EXERCISE BRIEF: Keeping pictures out of the copy, restate each record word for word.

[Collected data]
- - - -
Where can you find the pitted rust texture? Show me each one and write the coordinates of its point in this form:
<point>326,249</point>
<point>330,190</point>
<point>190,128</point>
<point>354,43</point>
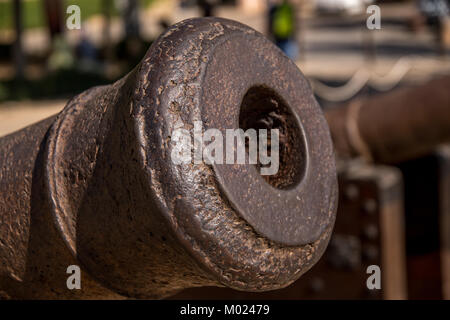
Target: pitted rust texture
<point>96,186</point>
<point>394,127</point>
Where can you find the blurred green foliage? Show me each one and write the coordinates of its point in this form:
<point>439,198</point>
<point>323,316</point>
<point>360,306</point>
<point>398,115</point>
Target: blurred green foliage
<point>33,14</point>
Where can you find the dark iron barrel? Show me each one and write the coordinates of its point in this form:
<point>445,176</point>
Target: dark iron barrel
<point>95,186</point>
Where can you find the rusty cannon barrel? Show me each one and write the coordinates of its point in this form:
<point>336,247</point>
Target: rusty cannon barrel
<point>395,126</point>
<point>95,186</point>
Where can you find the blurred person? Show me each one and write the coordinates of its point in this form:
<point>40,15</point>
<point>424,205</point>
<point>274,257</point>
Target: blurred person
<point>437,15</point>
<point>54,14</point>
<point>282,27</point>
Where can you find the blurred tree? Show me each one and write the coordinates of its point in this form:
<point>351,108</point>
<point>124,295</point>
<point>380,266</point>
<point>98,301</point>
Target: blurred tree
<point>18,55</point>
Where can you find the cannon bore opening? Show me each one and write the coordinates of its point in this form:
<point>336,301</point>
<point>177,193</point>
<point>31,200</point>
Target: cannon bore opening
<point>263,108</point>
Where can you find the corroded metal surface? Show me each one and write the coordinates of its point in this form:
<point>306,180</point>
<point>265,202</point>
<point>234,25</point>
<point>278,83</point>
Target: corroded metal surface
<point>96,187</point>
<point>396,126</point>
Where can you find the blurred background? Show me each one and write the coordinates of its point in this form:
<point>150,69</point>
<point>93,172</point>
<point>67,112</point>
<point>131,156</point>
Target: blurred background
<point>44,62</point>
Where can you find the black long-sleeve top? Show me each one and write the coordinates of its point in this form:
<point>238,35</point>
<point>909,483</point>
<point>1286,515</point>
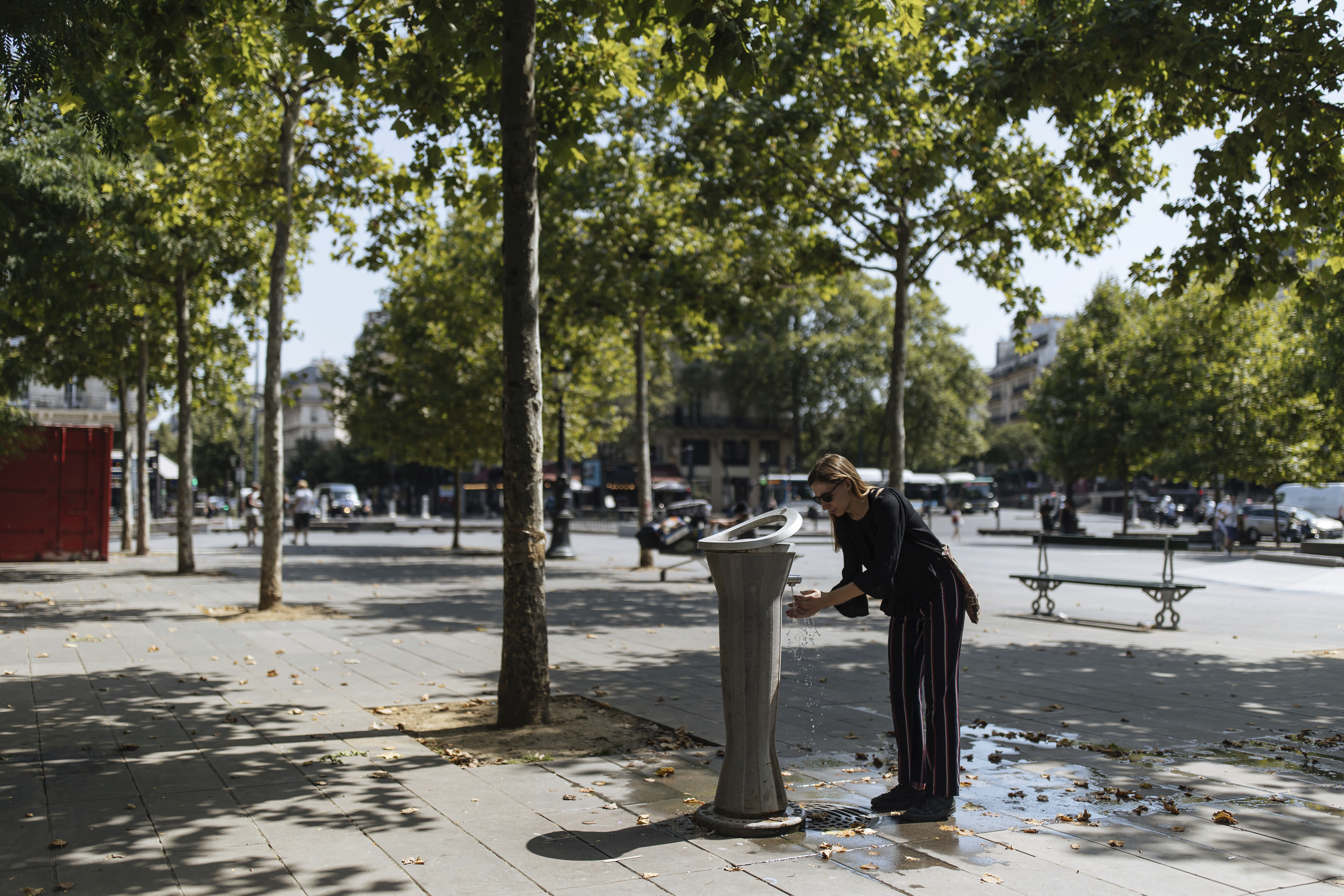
- - - -
COMPLETED EXERCISE:
Where can you find the pitted rust texture? Show me each one and write the coordinates of its point in this form:
<point>326,249</point>
<point>330,190</point>
<point>190,128</point>
<point>354,43</point>
Target: pitted rust texture
<point>96,186</point>
<point>394,127</point>
Where can you find the blurred green foliage? Show me each one and write the coordinates of its point in this form:
<point>439,198</point>
<point>323,316</point>
<point>360,306</point>
<point>398,115</point>
Target: blurred green foliage
<point>33,14</point>
Where can you find the dark iron barrel? Show me each one and write the coordinates of its point in this form:
<point>445,176</point>
Target: dark iron barrel
<point>95,186</point>
Where can you find the rusty cannon barrel? Show me each one and write the coordinates of its point in this form:
<point>336,247</point>
Target: rusty cannon barrel
<point>395,126</point>
<point>95,186</point>
Where can you find the blurred person? Show me each one and write the coordinates of its point in this form:
<point>40,15</point>
<point>424,205</point>
<point>274,257</point>
Target: blurred person
<point>437,15</point>
<point>54,14</point>
<point>282,27</point>
Where can you find the blurred tree? Show me each one and write the coordinates of its point in this form:
<point>351,108</point>
<point>124,295</point>
<point>380,266</point>
<point>98,301</point>
Target: blurred tree
<point>18,55</point>
Where can you find the cannon bore opening? Show me each one and write the coordinates of its point in this form:
<point>336,301</point>
<point>177,193</point>
<point>31,200</point>
Target: cannon bore opening
<point>263,108</point>
Where can you find the corroded metal surface? Show me each one and write the coordinates of its point in this form:
<point>306,180</point>
<point>265,202</point>
<point>234,25</point>
<point>278,83</point>
Target: corroded metal surface
<point>96,187</point>
<point>396,126</point>
Where can you find the blurred background? Show me each one and write the coordinates of its point in this form:
<point>150,69</point>
<point>93,172</point>
<point>67,112</point>
<point>131,156</point>
Target: blurred background
<point>44,62</point>
Where can you find the black long-sleeve top? Show me each one and write the coordinates of its point in this form:
<point>238,35</point>
<point>909,483</point>
<point>1286,515</point>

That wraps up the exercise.